Challenge ▸ Write out the whole listing, matching it exactly.

# Dataset entries start

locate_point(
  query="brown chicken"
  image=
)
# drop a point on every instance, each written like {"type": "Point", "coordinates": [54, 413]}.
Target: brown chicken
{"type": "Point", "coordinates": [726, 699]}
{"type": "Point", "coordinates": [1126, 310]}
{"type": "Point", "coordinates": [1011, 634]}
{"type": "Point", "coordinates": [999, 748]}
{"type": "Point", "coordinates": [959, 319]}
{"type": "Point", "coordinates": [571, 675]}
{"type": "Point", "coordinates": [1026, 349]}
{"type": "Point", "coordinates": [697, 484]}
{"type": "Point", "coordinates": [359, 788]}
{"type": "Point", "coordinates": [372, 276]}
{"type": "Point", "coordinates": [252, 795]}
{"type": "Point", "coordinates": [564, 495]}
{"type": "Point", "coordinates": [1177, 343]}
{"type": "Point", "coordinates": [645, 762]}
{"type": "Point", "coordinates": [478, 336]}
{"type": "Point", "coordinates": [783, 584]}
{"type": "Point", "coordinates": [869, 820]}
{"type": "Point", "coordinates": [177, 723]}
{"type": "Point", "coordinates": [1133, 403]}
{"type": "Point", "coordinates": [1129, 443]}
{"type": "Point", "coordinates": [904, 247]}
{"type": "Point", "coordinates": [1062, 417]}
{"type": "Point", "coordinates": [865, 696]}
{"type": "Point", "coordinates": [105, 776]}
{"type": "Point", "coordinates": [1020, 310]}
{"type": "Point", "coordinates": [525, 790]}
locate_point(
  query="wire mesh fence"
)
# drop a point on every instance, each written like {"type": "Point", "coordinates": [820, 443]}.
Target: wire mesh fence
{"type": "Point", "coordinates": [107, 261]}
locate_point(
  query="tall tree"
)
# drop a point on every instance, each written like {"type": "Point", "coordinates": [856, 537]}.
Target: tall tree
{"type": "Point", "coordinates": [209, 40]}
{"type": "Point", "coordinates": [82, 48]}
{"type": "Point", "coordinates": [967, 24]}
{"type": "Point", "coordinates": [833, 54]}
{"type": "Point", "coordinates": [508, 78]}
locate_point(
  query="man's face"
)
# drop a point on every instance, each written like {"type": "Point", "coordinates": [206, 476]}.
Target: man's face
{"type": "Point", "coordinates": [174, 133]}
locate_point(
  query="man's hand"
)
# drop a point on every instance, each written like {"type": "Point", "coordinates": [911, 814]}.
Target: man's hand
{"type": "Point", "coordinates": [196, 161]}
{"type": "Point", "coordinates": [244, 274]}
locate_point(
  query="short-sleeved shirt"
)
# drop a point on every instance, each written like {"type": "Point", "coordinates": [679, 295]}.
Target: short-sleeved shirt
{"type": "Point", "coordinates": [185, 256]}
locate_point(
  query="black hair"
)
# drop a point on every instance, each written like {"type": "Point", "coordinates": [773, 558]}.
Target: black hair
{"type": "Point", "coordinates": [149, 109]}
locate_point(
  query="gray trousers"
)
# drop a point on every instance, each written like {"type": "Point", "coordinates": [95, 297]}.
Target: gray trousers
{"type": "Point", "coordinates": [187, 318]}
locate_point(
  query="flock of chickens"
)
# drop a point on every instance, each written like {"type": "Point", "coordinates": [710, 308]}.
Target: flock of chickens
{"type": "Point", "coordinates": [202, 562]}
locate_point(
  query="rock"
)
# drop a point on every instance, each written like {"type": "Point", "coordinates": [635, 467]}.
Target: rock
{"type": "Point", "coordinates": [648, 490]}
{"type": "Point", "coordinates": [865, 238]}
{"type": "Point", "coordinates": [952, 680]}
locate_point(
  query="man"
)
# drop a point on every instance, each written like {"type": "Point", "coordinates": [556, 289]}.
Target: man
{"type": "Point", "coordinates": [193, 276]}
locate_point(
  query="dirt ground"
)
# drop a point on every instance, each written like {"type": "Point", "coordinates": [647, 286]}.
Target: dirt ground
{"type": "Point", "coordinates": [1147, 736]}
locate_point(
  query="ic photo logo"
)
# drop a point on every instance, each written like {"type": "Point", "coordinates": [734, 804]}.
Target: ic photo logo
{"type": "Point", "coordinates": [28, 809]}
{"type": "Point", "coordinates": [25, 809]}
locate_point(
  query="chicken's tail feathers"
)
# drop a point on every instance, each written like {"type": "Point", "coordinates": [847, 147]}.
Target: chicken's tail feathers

# Dataset entries end

Solution below ▸
locate_point(
  query="brown chicken"
  image=
)
# drop a point on every instance, each written like {"type": "Point", "coordinates": [54, 413]}.
Target: brown chicken
{"type": "Point", "coordinates": [726, 699]}
{"type": "Point", "coordinates": [1126, 310]}
{"type": "Point", "coordinates": [1011, 634]}
{"type": "Point", "coordinates": [999, 748]}
{"type": "Point", "coordinates": [959, 319]}
{"type": "Point", "coordinates": [571, 675]}
{"type": "Point", "coordinates": [1026, 349]}
{"type": "Point", "coordinates": [697, 484]}
{"type": "Point", "coordinates": [359, 788]}
{"type": "Point", "coordinates": [372, 276]}
{"type": "Point", "coordinates": [252, 795]}
{"type": "Point", "coordinates": [564, 495]}
{"type": "Point", "coordinates": [1177, 343]}
{"type": "Point", "coordinates": [645, 762]}
{"type": "Point", "coordinates": [478, 336]}
{"type": "Point", "coordinates": [783, 584]}
{"type": "Point", "coordinates": [869, 820]}
{"type": "Point", "coordinates": [177, 723]}
{"type": "Point", "coordinates": [1133, 403]}
{"type": "Point", "coordinates": [1129, 443]}
{"type": "Point", "coordinates": [904, 247]}
{"type": "Point", "coordinates": [1062, 417]}
{"type": "Point", "coordinates": [865, 696]}
{"type": "Point", "coordinates": [105, 776]}
{"type": "Point", "coordinates": [1020, 310]}
{"type": "Point", "coordinates": [525, 790]}
locate_point(
  query="wire mesh fence"
)
# drop a point on every instance, each written like {"type": "Point", "coordinates": [820, 443]}.
Target: wire mesh fence
{"type": "Point", "coordinates": [107, 261]}
locate_point(
  query="tall tree"
)
# drop a point on every instance, each written like {"type": "Point", "coordinates": [856, 537]}.
Target: tall tree
{"type": "Point", "coordinates": [209, 40]}
{"type": "Point", "coordinates": [82, 48]}
{"type": "Point", "coordinates": [967, 24]}
{"type": "Point", "coordinates": [833, 54]}
{"type": "Point", "coordinates": [508, 78]}
locate_point(
  query="man's face"
)
# drop a point on every instance, each written like {"type": "Point", "coordinates": [206, 476]}.
Target: man's face
{"type": "Point", "coordinates": [174, 133]}
locate_point(
  query="man's hand"
)
# drop a point on every instance, each written like {"type": "Point", "coordinates": [911, 814]}.
Target: man's hand
{"type": "Point", "coordinates": [196, 161]}
{"type": "Point", "coordinates": [244, 274]}
locate_point(
  query="short-sleeved shirt"
)
# drop a point on every instance, each written like {"type": "Point", "coordinates": [679, 295]}.
Target: short-sleeved shirt
{"type": "Point", "coordinates": [185, 256]}
locate_point(
  query="black hair"
)
# drop a point on every instance, each written like {"type": "Point", "coordinates": [773, 558]}.
Target: black hair
{"type": "Point", "coordinates": [149, 109]}
locate_point(
  query="gray trousers"
)
# drop a point on every instance, each written like {"type": "Point", "coordinates": [95, 297]}.
Target: gray trousers
{"type": "Point", "coordinates": [187, 318]}
locate_point(
  query="flock of chickens"
)
# drop a point on every instance, each written like {"type": "Point", "coordinates": [710, 308]}.
Target: flock of chickens
{"type": "Point", "coordinates": [202, 562]}
locate_point(
  query="rock"
)
# drop a point on every instance, each written like {"type": "Point", "coordinates": [635, 467]}.
Target: rock
{"type": "Point", "coordinates": [648, 490]}
{"type": "Point", "coordinates": [865, 238]}
{"type": "Point", "coordinates": [952, 680]}
locate_point(
  query="man"
)
# drop a point on every instance, each written like {"type": "Point", "coordinates": [556, 289]}.
Target: man
{"type": "Point", "coordinates": [193, 276]}
locate_point(
  query="dirt ground"
)
# drop a point on every instance, each written like {"type": "Point", "coordinates": [647, 286]}.
Target: dirt ground
{"type": "Point", "coordinates": [1147, 736]}
locate_point(
  query="ic photo logo"
)
# drop a point on every instance, each written like {"type": "Point", "coordinates": [734, 804]}.
Target: ic photo logo
{"type": "Point", "coordinates": [28, 809]}
{"type": "Point", "coordinates": [25, 809]}
locate_point(
  query="chicken's tail feathers"
)
# drop a point on every instance, each written like {"type": "Point", "coordinates": [847, 147]}.
Target: chicken's tail feathers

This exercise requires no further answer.